Items from a data source

##############################

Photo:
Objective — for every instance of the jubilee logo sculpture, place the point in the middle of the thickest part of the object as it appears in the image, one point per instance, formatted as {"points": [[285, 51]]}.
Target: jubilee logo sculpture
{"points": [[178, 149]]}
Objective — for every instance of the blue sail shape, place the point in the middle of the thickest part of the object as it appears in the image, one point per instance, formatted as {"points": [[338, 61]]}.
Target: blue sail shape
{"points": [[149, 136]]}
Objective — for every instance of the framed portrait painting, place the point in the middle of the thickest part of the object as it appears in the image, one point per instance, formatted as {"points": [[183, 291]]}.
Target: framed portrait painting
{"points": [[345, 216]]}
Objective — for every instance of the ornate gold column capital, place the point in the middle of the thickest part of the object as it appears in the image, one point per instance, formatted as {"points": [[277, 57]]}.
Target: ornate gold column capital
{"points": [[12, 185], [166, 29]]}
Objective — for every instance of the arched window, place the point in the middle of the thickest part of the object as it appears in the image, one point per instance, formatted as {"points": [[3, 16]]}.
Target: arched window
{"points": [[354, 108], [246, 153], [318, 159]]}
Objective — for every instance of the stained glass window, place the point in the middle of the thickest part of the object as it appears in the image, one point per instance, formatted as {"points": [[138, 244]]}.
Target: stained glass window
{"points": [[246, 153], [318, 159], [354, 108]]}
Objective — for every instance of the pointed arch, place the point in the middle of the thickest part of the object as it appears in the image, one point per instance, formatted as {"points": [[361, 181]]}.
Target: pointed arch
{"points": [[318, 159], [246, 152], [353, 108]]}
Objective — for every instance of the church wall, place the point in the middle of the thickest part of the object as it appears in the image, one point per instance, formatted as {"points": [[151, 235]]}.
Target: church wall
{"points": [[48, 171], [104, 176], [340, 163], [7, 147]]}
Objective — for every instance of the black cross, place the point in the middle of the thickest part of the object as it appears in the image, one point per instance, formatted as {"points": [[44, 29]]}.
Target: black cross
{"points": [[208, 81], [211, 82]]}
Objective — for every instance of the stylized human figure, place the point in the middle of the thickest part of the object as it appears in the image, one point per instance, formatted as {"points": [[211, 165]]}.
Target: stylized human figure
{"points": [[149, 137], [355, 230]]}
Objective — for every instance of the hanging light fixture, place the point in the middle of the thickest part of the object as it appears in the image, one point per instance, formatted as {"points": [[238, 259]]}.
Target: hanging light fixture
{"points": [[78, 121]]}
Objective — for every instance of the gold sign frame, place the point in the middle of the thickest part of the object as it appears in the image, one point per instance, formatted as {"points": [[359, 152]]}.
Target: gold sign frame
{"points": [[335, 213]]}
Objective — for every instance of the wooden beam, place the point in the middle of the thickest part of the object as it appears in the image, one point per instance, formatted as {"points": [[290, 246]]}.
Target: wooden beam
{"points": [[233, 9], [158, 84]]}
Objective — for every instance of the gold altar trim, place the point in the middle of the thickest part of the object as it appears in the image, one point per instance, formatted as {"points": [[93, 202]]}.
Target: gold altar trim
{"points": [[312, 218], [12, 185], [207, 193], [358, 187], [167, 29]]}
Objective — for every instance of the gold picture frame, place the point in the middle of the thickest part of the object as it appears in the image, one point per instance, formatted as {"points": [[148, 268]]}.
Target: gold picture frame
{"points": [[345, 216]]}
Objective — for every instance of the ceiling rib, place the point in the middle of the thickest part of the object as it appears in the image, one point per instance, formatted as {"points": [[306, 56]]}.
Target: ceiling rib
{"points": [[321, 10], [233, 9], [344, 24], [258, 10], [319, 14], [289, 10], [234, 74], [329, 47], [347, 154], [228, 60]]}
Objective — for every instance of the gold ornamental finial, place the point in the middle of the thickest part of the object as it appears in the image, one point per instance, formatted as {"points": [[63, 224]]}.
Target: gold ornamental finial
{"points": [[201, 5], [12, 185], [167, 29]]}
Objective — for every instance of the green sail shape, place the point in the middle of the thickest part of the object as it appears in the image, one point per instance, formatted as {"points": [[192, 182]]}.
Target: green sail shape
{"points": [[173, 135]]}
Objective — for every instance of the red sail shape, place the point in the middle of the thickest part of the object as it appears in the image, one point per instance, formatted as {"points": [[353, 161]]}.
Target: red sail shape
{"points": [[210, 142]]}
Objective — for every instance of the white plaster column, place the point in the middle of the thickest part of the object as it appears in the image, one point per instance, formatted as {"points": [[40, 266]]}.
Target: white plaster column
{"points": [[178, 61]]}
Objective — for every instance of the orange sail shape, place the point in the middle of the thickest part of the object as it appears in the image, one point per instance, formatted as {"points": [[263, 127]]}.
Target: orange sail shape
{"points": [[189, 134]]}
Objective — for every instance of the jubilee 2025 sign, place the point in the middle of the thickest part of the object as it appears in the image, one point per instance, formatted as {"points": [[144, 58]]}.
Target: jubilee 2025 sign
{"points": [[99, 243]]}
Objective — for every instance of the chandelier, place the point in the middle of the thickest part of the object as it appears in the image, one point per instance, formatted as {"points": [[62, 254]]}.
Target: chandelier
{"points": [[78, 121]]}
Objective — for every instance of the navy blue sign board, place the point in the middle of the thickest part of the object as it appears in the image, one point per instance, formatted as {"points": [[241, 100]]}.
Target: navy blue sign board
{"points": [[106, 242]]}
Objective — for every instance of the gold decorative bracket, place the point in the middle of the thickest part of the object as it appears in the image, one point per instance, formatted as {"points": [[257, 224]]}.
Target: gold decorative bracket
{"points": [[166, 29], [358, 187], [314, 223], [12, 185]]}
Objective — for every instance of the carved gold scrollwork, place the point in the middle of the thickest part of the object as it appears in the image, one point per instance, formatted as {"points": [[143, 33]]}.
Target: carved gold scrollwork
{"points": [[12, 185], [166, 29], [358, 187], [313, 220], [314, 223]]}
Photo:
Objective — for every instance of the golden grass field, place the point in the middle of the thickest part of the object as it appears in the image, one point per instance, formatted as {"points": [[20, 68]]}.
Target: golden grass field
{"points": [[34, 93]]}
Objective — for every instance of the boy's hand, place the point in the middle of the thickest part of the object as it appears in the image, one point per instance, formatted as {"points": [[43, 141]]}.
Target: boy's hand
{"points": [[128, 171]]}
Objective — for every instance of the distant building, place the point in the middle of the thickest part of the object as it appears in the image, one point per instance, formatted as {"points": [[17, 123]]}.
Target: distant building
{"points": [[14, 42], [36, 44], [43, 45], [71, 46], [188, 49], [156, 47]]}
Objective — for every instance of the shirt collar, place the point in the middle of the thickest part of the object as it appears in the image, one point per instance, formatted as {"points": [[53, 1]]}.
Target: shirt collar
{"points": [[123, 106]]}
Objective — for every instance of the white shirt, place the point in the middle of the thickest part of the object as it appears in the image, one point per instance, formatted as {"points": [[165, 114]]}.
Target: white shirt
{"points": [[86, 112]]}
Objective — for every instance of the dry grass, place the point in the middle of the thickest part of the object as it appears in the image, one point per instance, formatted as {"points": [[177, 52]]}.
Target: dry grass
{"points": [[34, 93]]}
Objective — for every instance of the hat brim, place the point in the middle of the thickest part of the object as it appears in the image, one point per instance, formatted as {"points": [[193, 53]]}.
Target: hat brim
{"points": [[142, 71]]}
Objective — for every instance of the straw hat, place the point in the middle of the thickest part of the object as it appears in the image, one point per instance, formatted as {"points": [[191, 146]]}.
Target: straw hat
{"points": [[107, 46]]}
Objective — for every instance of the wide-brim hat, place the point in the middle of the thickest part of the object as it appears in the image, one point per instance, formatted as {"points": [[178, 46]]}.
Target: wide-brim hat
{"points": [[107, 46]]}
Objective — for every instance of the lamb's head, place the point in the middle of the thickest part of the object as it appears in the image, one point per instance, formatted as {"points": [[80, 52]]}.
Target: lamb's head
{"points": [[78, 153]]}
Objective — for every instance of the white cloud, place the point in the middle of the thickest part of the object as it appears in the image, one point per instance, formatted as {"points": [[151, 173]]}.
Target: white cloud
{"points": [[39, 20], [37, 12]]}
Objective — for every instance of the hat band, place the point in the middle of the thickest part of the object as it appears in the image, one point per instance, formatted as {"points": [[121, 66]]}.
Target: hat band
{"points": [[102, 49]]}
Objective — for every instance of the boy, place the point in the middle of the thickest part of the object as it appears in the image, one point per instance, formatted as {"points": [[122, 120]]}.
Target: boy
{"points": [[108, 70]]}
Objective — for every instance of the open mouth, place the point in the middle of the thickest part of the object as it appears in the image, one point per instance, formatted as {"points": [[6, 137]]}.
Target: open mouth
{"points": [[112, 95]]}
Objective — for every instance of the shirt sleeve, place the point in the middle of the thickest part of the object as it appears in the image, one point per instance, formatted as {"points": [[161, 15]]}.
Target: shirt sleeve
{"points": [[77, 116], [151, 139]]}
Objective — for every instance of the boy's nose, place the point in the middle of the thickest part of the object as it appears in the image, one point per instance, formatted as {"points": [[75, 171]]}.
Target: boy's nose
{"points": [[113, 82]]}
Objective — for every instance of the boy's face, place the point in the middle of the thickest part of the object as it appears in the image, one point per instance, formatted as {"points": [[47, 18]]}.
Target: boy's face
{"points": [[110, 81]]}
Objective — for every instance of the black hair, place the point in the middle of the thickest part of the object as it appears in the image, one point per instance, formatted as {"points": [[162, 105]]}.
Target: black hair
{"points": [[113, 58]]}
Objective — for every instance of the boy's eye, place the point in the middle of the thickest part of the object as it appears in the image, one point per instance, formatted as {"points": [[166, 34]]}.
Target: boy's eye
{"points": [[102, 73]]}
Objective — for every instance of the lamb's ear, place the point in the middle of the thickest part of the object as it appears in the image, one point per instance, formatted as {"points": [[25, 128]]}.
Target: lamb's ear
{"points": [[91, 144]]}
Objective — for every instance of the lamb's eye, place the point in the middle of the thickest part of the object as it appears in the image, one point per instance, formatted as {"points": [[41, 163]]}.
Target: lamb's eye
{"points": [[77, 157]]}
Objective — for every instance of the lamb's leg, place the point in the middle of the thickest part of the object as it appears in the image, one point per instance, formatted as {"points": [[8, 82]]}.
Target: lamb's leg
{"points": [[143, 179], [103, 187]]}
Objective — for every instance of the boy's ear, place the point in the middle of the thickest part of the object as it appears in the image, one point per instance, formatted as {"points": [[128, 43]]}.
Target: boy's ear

##############################

Look above for the line with "Objective — for every instance of the ornate" and the line with "Objective — for every instance of the black cross, place", and reproduce exactly those two lines plus every line between, nothing more.

[Solution below]
Objective — for every instance of the ornate gold column capital, place the point in the middle of the thickest part of the object as it appears in the image, one point per instance, formatted as {"points": [[277, 57]]}.
Target: ornate gold column capital
{"points": [[12, 185], [166, 29]]}
Objective — for every instance of the arched window, place the point in the middle of the thickest part of the object as it appears in the image, one point per instance, formatted as {"points": [[3, 16]]}.
Target: arched window
{"points": [[354, 108], [246, 153], [318, 159]]}
Objective — for every instance of the stained glass window, place the point in the middle of the thickest part of the object as it appears in the image, one point per instance, formatted as {"points": [[138, 244]]}.
Target: stained glass window
{"points": [[246, 153], [318, 159], [354, 108]]}
Objective — for every instance of the pointed arch, place the point in the middle of the thickest part of the object as it appears in the image, one point per instance, formatted as {"points": [[361, 181]]}.
Target: pointed arch
{"points": [[318, 159], [246, 152], [353, 108]]}
Objective — for every instance of the church wall, place the point in the middle of the thickest part of the object as it appears in the image, one point per instance, formatted as {"points": [[151, 235]]}.
Target: church wall
{"points": [[48, 171], [104, 176], [340, 163], [7, 147]]}
Objective — for every instance of the black cross, place the point in the middle of the thickest part of the object as it appears in the image, one point per instance, formatted as {"points": [[44, 29]]}.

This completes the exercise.